**Your objective:** Could you rewrite the rows, from the start up to and including the line with "102), (242, 102)]", as a JSON list of strings with one string for each line and no blank lines? Leave the pictures out of your answer.

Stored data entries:
————

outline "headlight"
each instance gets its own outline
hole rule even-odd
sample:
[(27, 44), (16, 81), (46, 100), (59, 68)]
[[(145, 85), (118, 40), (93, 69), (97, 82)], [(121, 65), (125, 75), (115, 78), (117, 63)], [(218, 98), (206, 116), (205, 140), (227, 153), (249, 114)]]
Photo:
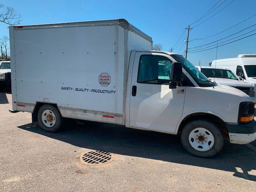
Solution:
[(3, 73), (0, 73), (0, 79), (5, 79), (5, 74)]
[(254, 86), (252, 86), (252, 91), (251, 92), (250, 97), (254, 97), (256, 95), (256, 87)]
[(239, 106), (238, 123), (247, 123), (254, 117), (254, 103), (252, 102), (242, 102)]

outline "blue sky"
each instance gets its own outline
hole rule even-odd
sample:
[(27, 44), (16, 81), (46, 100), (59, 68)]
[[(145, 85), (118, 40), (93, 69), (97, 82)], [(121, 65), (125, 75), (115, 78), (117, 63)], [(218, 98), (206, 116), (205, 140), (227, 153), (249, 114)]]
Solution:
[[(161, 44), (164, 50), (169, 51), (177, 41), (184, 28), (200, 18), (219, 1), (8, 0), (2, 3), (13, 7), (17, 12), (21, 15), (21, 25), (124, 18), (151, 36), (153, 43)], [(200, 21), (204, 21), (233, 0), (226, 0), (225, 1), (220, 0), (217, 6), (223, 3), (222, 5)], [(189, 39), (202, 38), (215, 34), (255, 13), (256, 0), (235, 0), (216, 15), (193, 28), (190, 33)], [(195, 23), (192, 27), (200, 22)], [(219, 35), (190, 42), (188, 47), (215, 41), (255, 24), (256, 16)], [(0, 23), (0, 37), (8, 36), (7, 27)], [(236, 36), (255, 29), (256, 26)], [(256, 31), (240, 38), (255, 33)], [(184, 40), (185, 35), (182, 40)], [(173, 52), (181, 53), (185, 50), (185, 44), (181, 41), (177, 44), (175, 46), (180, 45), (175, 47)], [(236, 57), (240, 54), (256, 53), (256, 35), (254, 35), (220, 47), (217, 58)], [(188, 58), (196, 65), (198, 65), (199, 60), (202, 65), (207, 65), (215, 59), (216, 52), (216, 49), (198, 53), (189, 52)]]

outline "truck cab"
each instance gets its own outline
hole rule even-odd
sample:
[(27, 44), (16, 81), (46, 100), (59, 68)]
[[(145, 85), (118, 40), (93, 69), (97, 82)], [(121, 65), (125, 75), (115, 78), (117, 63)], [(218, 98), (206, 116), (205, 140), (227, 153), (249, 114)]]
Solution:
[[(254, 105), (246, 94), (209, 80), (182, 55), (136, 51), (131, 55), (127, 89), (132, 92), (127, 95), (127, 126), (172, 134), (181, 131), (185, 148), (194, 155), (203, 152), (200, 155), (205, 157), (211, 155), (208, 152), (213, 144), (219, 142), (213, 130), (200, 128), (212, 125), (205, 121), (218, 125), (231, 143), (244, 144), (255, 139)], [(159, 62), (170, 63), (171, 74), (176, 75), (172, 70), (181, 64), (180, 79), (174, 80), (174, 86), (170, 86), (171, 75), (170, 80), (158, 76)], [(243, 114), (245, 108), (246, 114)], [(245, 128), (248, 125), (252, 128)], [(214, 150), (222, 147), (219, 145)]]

————

**Solution for this task:**
[
  "outline \"headlight\"",
  "each instance gets its own outline",
  "hole rule even-odd",
  "sample:",
  "[(27, 44), (16, 81), (46, 100), (59, 68)]",
  "[[(145, 85), (118, 40), (93, 69), (97, 82)], [(121, 65), (125, 75), (115, 78), (117, 63)], [(218, 98), (206, 116), (205, 140), (227, 153), (249, 114)]]",
  "Photo:",
  "Solution:",
  "[(3, 73), (0, 73), (0, 79), (5, 79), (5, 74)]",
  "[(254, 86), (252, 86), (252, 91), (251, 92), (250, 97), (254, 97), (256, 95), (256, 87)]",
  "[(239, 106), (238, 123), (247, 123), (254, 117), (254, 103), (252, 102), (242, 102)]"
]